┌────────

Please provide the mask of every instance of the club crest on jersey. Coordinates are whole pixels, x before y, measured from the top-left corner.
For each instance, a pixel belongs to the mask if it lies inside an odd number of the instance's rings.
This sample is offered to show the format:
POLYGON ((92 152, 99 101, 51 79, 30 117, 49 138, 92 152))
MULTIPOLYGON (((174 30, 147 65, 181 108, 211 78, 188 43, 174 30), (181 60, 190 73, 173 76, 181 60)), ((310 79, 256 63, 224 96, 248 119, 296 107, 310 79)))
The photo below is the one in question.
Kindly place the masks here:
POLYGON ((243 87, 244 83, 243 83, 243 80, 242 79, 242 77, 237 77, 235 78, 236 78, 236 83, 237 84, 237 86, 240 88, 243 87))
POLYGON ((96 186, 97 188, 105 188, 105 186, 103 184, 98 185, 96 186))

└────────

WORK TO COMPLETE :: Please return every line of the items above as a JSON list of strings, one string per line, leaving out blank lines.

EXERCISE OUTPUT ::
[
  "Please provide the mask of every instance of the club crest on jersey. Coordinates are whole pixels, x before y, measured from the top-left corner.",
  "For each instance, a pixel belongs to the mask if it lies inside an odd number of the instance's rings.",
  "This sample is offered to show the format:",
  "POLYGON ((92 152, 99 101, 51 79, 30 117, 49 138, 92 152))",
  "MULTIPOLYGON (((174 30, 147 65, 181 108, 211 78, 188 43, 174 30), (181 60, 190 73, 173 76, 181 60)), ((310 79, 256 63, 224 96, 248 119, 296 107, 310 79)))",
  "The photo below is the one in question.",
  "Kindly place the masks here:",
  "POLYGON ((243 87, 244 83, 243 83, 243 80, 242 79, 242 77, 237 77, 235 78, 236 78, 236 83, 237 84, 237 86, 240 88, 243 87))",
  "POLYGON ((96 186, 97 188, 105 188, 105 186, 103 184, 98 185, 96 186))"
]